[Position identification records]
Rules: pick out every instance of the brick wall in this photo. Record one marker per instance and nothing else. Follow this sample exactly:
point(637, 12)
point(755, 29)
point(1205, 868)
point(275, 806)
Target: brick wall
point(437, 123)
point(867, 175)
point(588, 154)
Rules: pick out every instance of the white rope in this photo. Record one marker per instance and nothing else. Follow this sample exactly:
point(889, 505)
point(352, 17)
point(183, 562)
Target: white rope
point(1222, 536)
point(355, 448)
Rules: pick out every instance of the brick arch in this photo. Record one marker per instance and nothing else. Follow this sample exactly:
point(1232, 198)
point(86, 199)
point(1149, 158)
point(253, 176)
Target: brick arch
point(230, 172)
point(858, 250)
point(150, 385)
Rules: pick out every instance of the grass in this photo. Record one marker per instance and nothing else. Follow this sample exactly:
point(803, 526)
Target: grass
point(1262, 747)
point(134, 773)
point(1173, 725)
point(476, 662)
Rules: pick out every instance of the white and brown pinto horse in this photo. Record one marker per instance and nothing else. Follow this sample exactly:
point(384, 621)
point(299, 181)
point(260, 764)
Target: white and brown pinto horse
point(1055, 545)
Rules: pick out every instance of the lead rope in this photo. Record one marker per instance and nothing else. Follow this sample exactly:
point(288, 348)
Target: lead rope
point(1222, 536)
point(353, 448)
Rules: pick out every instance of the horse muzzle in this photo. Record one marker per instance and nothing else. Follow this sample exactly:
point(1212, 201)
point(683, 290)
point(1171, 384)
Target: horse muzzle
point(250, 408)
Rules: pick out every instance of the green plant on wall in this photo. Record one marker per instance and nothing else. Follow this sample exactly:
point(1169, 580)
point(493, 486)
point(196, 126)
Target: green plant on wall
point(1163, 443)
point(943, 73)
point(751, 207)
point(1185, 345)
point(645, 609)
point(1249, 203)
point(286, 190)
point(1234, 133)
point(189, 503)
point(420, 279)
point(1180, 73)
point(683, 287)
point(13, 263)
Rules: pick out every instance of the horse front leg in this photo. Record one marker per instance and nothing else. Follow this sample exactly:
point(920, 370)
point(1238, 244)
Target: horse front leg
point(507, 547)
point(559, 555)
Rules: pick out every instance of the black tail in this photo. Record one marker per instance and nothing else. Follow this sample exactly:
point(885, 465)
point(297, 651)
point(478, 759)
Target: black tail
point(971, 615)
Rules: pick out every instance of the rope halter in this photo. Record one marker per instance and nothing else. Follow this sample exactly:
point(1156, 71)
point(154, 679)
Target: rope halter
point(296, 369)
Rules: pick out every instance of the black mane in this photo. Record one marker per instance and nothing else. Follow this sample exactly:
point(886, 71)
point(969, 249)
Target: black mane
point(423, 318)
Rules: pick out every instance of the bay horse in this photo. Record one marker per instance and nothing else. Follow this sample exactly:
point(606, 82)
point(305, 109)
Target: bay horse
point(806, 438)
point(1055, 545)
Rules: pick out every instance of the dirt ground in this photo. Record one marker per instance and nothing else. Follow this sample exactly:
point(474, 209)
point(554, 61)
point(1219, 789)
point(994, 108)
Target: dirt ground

*TASK DESCRIPTION*
Copy exactly the line containing "Rules: pick out every instance of the black mane" and every line after it, ending with the last line of the records above.

*EXERCISE SOLUTION*
Rules: pick out every instance of the black mane in this photo. Record one marker per instance and nothing else. Follow this sample exactly:
point(886, 71)
point(969, 249)
Target: black mane
point(423, 318)
Rules: pick out every instance of the bay horse in this photo. Record one marker per instance and nothing else. Follow this sample exactly:
point(606, 82)
point(305, 109)
Target: bay horse
point(806, 438)
point(1055, 545)
Rules: pick out every instance of the dirt ground in this photo. Record one marker per instance and nothing else. Follow this sample exactly:
point(474, 209)
point(554, 61)
point(1219, 789)
point(994, 108)
Target: dirt ground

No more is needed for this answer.